**EXERCISE PROMPT:**
Reproduce every line of the data below verbatim, leaving out the pictures.
+ + + + +
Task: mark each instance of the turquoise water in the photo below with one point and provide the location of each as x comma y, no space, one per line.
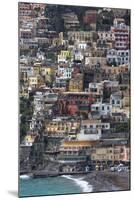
48,186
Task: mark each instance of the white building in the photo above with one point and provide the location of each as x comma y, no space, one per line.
100,109
116,100
118,57
89,134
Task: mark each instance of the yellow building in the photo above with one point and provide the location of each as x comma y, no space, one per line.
29,139
24,93
34,81
36,68
61,127
76,84
46,70
64,55
105,154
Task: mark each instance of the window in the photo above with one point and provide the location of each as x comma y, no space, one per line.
113,102
118,102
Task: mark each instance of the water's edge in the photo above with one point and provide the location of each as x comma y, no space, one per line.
84,185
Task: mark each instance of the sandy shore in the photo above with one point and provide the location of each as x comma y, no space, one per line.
108,181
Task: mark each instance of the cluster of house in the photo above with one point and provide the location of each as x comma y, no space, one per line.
80,81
+ + + + +
**RESULT:**
Task: mark each instance of the turquoise water in the photo below with one point and provide the location of each as x comma y, no space, one per line.
48,186
Task: mark each instance of the white building in the photo above with one point and provide the location of each as x comma y, no space, one per line.
100,109
116,100
118,57
89,134
Task: mark each instance of the yellow building in the photo above with one point and provide the location of each as x comma y, no space, one per line.
29,139
24,93
34,81
36,68
61,127
76,84
46,70
64,55
105,154
Task: mark each instance of the window in the photo above with one point and provide the location of each as x comma y, no space, one per line.
113,102
118,102
Task: mark each instance of the water's edge in the photo above with one point and provide the location of each as x comma y, no space, one per line.
84,185
Task: mark each instance of the sandy shore in the photo above with one point and provide the location of each as x comma y, no space, one per line.
108,181
Task: mark each instance of the cluster of house in the photo above with one point and provide the location of each as x comma y, no space, one per line.
80,81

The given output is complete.